MATERIAL FOR THE TASK:
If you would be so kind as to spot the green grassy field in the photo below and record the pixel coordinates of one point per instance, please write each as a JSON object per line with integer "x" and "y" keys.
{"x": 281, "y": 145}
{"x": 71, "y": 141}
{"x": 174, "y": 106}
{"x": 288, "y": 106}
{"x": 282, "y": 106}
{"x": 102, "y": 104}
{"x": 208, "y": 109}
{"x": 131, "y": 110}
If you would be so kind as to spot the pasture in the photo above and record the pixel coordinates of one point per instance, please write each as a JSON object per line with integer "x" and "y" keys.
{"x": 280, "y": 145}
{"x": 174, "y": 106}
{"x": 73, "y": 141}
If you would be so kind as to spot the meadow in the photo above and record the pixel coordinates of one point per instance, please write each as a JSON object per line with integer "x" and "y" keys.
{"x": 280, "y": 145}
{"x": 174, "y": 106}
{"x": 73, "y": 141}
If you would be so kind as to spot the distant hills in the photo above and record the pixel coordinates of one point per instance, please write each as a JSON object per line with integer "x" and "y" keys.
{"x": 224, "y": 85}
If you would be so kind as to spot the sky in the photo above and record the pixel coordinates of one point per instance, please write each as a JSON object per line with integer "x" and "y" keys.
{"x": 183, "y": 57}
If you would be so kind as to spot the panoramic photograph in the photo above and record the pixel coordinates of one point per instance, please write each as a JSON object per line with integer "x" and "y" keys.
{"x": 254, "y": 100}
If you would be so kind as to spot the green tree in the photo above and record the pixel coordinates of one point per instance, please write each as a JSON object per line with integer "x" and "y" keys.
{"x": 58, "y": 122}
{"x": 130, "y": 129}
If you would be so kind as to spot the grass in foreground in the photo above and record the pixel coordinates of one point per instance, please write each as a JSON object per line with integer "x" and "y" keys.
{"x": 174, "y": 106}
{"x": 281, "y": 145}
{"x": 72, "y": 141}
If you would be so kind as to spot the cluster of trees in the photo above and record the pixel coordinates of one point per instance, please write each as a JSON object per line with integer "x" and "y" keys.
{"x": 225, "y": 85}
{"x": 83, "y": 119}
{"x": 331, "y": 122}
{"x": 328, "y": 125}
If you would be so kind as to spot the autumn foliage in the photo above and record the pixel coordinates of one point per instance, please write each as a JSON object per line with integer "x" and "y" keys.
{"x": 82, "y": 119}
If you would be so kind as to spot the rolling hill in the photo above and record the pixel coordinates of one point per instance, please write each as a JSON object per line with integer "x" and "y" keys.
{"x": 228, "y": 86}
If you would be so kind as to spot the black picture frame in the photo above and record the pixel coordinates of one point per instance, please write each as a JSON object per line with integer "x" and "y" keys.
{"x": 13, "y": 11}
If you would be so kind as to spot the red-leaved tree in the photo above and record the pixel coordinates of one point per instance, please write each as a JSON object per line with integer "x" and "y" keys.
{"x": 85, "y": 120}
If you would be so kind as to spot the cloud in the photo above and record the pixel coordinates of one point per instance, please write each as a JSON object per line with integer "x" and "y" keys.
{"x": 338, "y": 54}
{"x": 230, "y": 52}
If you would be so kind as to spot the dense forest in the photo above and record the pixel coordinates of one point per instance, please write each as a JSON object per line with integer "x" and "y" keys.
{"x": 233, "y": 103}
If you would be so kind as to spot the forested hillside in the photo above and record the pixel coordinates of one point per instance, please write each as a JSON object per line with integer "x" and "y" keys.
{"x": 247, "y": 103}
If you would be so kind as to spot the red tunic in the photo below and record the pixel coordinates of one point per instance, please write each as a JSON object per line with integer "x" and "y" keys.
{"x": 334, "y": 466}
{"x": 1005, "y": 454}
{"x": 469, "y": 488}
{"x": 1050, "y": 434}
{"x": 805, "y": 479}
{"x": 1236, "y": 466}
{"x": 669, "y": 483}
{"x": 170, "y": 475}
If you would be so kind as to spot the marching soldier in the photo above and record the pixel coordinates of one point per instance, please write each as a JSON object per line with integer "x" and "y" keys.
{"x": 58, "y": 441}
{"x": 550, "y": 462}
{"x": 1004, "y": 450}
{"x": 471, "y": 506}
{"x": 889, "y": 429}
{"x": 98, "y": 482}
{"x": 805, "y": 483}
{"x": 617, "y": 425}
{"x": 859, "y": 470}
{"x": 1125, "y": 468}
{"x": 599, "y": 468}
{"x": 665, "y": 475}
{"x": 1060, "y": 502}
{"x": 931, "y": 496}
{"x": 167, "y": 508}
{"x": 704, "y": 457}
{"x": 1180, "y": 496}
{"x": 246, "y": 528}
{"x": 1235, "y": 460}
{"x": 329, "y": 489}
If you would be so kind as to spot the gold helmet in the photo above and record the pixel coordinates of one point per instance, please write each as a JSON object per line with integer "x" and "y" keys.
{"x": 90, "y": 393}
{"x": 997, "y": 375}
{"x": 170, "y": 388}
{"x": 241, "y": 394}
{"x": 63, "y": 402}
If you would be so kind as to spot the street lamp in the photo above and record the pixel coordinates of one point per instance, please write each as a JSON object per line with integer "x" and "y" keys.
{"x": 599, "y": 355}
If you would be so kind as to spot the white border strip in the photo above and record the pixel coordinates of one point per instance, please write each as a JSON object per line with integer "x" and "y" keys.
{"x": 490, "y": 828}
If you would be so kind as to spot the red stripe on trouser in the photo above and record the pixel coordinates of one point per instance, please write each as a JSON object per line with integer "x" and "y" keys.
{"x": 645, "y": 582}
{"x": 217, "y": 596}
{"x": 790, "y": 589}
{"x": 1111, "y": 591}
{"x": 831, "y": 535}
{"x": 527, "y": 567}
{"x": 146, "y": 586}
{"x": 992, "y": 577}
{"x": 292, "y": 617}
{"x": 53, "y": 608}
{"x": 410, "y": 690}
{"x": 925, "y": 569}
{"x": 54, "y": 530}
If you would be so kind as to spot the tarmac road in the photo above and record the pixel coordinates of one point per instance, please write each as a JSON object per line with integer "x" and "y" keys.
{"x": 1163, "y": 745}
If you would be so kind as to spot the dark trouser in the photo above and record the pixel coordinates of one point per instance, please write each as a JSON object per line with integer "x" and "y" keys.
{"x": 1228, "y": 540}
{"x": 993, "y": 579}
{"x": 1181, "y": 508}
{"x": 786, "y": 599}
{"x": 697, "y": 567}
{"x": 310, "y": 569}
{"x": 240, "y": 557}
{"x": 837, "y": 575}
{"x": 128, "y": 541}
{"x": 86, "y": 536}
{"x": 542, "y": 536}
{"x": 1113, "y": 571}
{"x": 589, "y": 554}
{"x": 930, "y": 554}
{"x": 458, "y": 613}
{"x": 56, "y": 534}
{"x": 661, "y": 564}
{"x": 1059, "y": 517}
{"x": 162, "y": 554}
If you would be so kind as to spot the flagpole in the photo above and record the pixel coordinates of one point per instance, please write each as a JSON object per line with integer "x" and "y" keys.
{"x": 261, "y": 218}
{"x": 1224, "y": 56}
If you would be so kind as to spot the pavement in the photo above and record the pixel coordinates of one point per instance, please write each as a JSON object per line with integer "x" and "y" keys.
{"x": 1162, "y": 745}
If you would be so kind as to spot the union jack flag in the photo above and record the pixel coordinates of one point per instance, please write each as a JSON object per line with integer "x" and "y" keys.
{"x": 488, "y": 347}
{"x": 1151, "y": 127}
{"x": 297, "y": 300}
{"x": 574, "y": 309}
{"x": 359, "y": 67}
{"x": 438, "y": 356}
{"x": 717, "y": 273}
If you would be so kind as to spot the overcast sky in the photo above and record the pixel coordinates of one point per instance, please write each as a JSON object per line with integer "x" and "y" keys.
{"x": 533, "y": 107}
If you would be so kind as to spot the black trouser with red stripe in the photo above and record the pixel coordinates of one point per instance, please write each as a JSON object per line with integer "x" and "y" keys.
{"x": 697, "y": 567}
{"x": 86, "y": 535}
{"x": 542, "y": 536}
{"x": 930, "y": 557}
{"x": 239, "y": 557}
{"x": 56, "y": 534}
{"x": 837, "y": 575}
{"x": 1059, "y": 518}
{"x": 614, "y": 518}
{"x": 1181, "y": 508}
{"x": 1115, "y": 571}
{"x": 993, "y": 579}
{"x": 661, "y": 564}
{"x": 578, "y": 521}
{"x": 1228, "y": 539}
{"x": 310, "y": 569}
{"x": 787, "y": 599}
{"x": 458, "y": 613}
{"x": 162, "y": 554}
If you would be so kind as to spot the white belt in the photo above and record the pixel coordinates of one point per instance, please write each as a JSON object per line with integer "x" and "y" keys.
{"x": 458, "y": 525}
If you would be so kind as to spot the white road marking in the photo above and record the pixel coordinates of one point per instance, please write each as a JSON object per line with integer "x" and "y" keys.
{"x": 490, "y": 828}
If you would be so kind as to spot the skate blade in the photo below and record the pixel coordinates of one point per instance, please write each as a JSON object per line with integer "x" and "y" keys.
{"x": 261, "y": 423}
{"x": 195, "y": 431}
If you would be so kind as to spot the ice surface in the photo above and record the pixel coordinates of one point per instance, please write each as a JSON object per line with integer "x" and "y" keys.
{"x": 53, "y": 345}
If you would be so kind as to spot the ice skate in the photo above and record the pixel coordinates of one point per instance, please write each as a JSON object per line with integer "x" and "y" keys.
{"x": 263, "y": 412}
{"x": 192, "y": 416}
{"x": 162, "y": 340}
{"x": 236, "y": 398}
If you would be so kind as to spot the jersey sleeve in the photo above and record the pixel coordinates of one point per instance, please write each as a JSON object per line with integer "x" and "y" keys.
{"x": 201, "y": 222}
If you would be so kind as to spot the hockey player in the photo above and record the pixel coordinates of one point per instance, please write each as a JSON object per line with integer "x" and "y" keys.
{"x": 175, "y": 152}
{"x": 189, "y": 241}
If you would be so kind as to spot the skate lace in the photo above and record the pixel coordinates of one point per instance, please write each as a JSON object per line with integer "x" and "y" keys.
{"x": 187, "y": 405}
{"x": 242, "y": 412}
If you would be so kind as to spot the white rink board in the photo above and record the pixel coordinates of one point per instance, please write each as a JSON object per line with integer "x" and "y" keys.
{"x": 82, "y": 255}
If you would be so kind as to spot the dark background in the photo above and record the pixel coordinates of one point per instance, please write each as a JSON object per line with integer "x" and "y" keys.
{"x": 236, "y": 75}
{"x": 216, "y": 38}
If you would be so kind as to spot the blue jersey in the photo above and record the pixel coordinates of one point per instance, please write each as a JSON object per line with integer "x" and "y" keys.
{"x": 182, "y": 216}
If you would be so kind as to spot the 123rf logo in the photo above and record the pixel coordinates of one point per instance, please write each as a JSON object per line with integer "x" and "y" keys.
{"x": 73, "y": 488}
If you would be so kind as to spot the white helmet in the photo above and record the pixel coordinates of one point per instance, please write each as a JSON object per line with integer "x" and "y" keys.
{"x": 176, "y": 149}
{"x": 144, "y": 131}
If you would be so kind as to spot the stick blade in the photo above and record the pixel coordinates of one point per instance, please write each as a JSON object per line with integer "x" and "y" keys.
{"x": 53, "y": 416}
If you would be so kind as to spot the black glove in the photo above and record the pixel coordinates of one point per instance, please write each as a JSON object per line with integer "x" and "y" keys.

PROBLEM STATEMENT:
Could you give again exactly the lines from the line containing "If you would be so kind as to spot the hockey" through the final line of the data above, and no others?

ANSWER TO THE EXERCISE:
If you would be so kind as to spot the hockey player in the photo above and record the pixel coordinates of one point per instance, please write each as a JSON object per line with integer "x" and "y" keys.
{"x": 175, "y": 152}
{"x": 189, "y": 241}
If you would be so kind as to spot the skate lace in the photo above and record the pixel coordinates of one point per instance, please write each as a JSON object per line with integer "x" and "y" keys.
{"x": 187, "y": 405}
{"x": 242, "y": 412}
If you would be so kind as to spot the white rink board in the photo above and record the pixel coordinates of one point per instance, please write each as a JSON object per line with integer "x" and "y" keys.
{"x": 82, "y": 255}
If you would be so kind as to spot the dark background in the photo above and record the pixel coordinates of one point per instance, please write each as a JSON object per line with integer "x" and "y" keys.
{"x": 236, "y": 75}
{"x": 216, "y": 38}
If you would be so kind as to spot the blue jersey in the photo above and record the pixel coordinates of one point per instance, please write each as a JSON object per line with integer "x" and "y" keys.
{"x": 182, "y": 216}
If you would be so kind as to spot the 123rf logo in the photo above and record the pixel coordinates of one point per instance, please write each as a JSON object per line with integer "x" and "y" keys.
{"x": 73, "y": 488}
If you would be so kind as to spot the white helmet in the photo above and record the pixel coordinates of one point per instance, please write each as a JSON object per line with integer "x" and "y" keys.
{"x": 176, "y": 149}
{"x": 144, "y": 131}
If you would be so kind as to spot the stick blade in the photo above and record the pixel coordinates of one point per instance, please write each as a JSON object per line with integer "x" and "y" keys.
{"x": 53, "y": 416}
If you would be so kind as to spot the black glove in the photo above and record the pixel coordinates of one point per instance, please write each as a JSON object per line with integer "x" and "y" keys.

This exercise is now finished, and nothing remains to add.